[Exercise instructions]
Each line below that carries the string "middle" must appear in the answer.

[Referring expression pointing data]
>>>>>

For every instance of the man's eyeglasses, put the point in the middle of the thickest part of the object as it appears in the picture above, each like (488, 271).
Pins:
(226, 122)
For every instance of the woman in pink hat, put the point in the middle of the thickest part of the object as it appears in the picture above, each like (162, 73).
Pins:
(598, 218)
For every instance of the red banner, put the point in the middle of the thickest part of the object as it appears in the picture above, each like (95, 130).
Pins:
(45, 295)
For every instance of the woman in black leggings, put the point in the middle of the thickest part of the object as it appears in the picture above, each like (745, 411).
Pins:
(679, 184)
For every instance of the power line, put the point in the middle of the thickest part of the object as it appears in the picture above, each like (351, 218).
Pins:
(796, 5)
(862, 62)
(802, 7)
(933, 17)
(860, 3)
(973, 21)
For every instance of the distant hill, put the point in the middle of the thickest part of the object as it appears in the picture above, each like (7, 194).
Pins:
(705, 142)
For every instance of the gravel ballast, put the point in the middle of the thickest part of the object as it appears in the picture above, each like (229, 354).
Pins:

<<<<<

[Output of the task]
For every instance of the man's eyeglasses, put the point in the middle of the thickest part of the object as it appears in the picture above, each like (488, 271).
For every instance of the woman in pink hat, put the point in the middle of the thickest part of the object as it appears in the picture above, each like (162, 73).
For every instance of the red banner, put the point in the middle of the thickest part of the object as it appears in the picture above, each like (95, 130).
For every instance of the woman in black leggings, put the point in the middle of the thickest part of the object as it appears in the picture above, each like (745, 411).
For every instance of the power line, put the point in the middle of the thickest part of the object as it appears in the picture above, each like (351, 218).
For every instance of the distant hill, put the point in the middle of the thickest part of the object as it appears in the picture above, each like (7, 194).
For every instance of the gravel ballast, put the point in the middle of the thickest part of the object as it appears in the picture above, each like (229, 354).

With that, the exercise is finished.